### TASK:
Select every line in the entries that contains the word "Could", matching case exactly, and copy each such line.
— BEGIN DATASET EXCERPTS —
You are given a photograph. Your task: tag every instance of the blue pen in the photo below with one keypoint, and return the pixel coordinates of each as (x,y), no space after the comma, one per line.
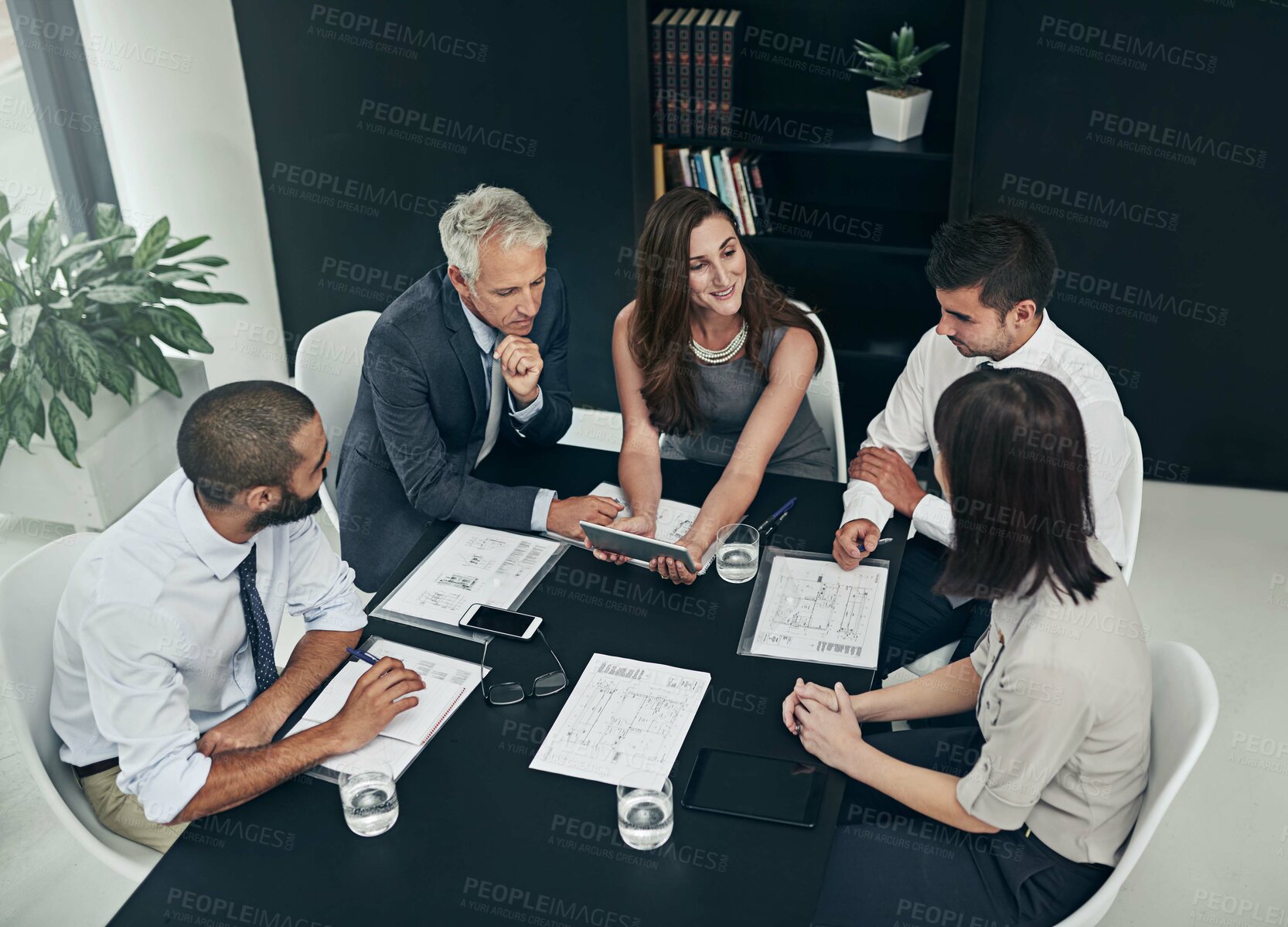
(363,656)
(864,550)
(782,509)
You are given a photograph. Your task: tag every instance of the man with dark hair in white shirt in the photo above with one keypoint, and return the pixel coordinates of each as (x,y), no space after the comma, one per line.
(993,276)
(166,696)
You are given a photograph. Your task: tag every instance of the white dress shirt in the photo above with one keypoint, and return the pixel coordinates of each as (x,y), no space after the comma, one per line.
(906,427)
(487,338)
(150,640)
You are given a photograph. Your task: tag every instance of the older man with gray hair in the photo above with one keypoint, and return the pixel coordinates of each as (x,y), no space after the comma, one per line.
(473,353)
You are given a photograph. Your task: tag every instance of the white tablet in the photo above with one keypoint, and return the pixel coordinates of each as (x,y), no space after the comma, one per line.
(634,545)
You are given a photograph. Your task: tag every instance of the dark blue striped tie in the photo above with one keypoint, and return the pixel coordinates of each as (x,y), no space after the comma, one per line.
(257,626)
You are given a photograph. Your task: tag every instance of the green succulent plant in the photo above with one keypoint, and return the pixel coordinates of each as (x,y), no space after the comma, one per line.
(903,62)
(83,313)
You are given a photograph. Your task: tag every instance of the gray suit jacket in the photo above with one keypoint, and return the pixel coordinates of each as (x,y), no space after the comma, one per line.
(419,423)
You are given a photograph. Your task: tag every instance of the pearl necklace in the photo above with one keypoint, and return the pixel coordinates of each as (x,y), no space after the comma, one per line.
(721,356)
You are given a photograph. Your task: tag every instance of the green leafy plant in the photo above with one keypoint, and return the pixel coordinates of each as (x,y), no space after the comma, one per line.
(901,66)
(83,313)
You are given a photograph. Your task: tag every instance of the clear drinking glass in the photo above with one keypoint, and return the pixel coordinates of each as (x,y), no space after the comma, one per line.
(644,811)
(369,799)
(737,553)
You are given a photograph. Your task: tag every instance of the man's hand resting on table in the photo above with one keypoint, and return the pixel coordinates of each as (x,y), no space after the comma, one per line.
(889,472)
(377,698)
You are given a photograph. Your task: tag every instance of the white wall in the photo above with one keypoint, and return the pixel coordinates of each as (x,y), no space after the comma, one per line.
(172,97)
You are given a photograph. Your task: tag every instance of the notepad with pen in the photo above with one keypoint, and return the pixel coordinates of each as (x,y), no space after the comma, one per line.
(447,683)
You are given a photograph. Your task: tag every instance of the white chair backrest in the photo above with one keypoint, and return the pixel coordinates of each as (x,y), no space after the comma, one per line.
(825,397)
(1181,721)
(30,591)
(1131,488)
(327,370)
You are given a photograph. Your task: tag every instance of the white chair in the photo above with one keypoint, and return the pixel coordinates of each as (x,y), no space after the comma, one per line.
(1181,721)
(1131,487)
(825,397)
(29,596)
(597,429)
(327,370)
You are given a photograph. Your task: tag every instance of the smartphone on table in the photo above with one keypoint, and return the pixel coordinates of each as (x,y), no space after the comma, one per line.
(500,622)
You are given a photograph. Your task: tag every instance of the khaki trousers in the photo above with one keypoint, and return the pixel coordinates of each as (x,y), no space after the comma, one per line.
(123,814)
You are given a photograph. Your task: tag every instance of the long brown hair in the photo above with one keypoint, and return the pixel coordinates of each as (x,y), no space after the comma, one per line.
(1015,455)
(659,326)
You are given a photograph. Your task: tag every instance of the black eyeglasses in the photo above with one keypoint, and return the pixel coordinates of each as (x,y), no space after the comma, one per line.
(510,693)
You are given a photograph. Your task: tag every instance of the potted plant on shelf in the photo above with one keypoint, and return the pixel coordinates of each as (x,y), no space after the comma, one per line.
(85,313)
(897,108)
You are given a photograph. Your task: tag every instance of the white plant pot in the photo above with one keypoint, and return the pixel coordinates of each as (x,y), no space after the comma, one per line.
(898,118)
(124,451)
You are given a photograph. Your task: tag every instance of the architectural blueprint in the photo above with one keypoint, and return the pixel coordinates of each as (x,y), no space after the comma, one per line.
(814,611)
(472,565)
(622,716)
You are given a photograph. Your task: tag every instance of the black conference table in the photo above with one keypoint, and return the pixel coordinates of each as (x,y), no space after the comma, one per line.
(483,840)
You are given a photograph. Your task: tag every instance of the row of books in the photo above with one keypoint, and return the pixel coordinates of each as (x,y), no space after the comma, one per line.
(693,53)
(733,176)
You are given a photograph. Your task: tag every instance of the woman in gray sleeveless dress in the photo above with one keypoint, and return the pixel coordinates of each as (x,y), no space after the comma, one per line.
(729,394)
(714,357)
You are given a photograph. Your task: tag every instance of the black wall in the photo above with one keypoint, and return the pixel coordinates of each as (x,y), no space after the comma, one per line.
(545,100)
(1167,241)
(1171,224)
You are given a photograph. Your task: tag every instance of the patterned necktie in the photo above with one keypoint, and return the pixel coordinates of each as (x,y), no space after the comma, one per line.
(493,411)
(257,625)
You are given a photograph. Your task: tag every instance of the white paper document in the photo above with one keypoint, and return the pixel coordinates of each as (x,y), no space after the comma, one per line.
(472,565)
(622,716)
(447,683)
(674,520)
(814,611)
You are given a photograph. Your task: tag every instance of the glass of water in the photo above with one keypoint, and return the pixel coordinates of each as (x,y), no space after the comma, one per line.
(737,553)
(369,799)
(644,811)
— END DATASET EXCERPTS —
— BEGIN DATASET EXCERPTS —
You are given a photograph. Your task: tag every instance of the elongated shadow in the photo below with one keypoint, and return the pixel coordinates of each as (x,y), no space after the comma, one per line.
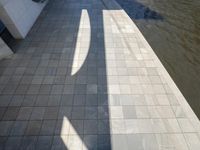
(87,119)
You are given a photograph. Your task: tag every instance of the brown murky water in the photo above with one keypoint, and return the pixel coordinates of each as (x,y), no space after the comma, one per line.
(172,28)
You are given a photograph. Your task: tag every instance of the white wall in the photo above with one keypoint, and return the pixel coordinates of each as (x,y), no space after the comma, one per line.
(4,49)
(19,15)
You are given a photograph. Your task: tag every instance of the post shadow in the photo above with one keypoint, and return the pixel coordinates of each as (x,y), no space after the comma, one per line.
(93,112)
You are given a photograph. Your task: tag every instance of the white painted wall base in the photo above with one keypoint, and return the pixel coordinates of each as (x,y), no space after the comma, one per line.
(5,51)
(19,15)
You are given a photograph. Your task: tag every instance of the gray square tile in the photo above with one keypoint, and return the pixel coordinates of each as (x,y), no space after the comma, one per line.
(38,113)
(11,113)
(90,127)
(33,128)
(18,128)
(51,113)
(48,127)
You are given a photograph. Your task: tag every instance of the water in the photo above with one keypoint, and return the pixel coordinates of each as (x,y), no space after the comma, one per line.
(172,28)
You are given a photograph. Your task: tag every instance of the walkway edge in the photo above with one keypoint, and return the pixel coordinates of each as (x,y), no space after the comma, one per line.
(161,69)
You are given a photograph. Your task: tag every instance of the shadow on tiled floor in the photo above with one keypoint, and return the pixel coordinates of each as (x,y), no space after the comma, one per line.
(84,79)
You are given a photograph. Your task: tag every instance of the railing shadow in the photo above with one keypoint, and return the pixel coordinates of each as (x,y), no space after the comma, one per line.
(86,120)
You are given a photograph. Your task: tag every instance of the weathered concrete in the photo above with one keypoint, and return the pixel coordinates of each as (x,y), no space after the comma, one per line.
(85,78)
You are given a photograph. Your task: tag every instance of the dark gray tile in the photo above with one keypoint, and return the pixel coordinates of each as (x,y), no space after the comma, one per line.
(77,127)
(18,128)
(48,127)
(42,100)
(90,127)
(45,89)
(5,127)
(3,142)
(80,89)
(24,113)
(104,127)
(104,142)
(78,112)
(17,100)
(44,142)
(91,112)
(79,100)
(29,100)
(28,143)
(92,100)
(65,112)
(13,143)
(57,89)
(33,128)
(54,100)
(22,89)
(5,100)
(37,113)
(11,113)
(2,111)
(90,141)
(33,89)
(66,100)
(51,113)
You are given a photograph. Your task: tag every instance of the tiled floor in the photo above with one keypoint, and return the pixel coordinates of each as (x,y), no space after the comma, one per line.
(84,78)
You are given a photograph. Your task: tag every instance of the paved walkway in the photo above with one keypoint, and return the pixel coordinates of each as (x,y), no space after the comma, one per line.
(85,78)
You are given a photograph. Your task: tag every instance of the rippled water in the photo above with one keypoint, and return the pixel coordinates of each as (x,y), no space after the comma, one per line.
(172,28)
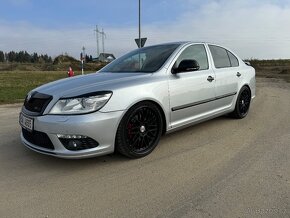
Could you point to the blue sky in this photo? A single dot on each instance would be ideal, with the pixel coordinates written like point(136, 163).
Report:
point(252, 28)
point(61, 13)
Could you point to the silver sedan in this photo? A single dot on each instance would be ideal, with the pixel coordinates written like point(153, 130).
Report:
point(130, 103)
— END DATASET EXCERPTS —
### EXERCISE RESULT:
Could you point to the blue sky in this photo? A single dot on each instance would be ideal, with the pixel coordinates written like point(136, 163).
Could you point to the silver sedan in this photo? A single dot on each instance would be ideal, with the pixel coordinates written like point(153, 130).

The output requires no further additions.